## [What to work on]
Take the line that contains "Each instance of the sun glare" as the first line and the final line of the records as the last; return exactly those lines and the lines between.

[Data provided Boundary: Start]

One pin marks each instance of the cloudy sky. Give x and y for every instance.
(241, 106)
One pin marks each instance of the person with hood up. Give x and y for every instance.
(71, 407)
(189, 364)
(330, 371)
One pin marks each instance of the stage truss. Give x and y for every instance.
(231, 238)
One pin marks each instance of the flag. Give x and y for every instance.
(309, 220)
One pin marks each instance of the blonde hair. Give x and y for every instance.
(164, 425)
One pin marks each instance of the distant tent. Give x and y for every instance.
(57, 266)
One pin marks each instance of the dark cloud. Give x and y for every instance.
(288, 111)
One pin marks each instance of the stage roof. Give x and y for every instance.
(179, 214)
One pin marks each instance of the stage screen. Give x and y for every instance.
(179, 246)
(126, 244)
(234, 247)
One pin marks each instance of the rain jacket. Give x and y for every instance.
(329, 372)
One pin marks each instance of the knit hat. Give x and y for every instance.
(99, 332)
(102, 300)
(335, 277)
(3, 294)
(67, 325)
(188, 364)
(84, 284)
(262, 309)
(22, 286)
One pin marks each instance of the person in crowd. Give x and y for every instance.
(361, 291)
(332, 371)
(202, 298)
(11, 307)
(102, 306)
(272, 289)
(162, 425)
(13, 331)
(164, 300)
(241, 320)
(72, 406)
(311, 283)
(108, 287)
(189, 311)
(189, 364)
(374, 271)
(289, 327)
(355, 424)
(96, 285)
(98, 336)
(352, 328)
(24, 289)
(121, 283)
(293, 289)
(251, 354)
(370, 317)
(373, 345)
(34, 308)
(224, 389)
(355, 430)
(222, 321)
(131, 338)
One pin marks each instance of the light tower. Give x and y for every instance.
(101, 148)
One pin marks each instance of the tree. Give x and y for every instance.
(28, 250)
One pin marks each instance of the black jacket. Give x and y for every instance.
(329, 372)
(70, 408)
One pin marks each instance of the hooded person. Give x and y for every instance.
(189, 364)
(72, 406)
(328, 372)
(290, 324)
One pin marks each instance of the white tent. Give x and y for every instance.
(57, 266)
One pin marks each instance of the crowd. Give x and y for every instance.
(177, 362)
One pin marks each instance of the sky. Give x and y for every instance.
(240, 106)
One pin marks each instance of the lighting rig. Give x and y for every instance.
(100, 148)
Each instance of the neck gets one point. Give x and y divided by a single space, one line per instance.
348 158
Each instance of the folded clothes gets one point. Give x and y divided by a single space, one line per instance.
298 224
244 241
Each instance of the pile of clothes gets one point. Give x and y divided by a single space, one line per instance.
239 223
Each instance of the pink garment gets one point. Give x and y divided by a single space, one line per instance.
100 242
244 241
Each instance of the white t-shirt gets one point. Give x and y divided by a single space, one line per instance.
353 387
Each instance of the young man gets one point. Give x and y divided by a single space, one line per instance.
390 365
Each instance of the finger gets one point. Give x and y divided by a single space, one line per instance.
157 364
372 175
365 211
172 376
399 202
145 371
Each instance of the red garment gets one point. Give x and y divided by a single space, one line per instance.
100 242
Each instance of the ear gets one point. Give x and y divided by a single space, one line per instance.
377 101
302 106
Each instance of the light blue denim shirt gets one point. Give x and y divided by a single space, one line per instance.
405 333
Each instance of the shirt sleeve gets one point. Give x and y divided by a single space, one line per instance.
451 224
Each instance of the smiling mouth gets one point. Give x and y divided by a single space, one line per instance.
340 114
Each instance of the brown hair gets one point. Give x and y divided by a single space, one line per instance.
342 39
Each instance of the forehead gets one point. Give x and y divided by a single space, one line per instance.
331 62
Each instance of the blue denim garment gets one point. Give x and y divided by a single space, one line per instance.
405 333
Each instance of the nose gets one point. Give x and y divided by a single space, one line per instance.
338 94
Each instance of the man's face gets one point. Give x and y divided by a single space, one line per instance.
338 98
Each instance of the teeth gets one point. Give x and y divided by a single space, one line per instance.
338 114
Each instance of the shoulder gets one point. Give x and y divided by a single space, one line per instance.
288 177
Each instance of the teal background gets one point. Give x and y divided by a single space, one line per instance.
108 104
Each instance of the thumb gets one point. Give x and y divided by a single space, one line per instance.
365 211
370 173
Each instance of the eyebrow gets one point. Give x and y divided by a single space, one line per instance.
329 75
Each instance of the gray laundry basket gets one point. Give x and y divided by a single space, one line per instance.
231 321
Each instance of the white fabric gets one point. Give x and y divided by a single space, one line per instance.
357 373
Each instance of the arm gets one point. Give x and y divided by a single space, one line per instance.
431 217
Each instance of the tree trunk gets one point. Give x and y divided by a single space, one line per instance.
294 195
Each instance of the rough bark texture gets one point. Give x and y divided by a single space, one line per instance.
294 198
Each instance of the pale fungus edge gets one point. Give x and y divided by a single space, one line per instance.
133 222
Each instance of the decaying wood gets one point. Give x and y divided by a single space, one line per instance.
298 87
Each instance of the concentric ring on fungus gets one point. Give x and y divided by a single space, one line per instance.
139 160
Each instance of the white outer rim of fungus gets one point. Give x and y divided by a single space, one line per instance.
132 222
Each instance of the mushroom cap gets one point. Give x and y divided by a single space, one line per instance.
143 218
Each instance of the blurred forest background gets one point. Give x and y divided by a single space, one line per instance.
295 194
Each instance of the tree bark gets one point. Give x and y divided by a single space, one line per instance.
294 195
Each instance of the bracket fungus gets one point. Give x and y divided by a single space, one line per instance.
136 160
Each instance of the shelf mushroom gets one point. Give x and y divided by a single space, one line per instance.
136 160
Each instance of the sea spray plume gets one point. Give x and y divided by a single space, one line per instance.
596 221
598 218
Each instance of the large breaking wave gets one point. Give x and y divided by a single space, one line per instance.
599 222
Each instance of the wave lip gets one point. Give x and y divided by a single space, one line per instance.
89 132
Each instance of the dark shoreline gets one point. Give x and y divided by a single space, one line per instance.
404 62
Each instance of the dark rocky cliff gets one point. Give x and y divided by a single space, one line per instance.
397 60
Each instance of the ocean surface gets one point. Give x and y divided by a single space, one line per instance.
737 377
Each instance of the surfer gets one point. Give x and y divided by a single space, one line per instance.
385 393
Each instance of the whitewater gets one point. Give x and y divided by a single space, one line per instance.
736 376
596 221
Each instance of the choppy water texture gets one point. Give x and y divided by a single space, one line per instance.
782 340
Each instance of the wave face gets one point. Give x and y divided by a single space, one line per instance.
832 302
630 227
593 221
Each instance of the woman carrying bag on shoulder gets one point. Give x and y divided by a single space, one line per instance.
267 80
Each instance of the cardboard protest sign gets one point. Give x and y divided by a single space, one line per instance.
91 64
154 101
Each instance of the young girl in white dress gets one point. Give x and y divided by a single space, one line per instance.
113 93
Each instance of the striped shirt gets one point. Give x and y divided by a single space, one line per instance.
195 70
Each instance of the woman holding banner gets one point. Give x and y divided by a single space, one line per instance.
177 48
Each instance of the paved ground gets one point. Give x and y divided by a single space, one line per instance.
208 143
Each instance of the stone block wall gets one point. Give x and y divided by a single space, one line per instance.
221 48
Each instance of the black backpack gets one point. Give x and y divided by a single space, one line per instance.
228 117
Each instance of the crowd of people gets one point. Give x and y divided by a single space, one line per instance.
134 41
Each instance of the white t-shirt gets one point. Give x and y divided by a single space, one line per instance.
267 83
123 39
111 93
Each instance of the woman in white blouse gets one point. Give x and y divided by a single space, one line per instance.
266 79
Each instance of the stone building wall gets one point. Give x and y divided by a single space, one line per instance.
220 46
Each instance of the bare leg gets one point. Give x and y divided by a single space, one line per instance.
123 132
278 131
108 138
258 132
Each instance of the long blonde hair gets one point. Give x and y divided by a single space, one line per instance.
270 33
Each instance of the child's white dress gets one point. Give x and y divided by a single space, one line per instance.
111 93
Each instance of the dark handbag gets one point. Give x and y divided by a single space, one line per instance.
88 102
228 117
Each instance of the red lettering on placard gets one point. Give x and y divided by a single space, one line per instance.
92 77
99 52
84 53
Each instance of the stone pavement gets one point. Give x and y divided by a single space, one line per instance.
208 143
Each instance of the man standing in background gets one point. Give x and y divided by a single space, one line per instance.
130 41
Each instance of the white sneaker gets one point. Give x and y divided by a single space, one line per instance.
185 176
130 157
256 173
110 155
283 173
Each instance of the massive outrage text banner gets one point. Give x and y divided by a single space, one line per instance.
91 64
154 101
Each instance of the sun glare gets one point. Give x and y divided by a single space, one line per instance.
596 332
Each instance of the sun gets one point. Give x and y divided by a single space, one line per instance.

[Data provided Boundary: End]

## [Task result]
Each instance of the sun glare gets one point. Give x and y divided by a single space, one line per instance.
596 332
Each instance of the sun gets one point. Give x and y divided by a single space, one line per instance.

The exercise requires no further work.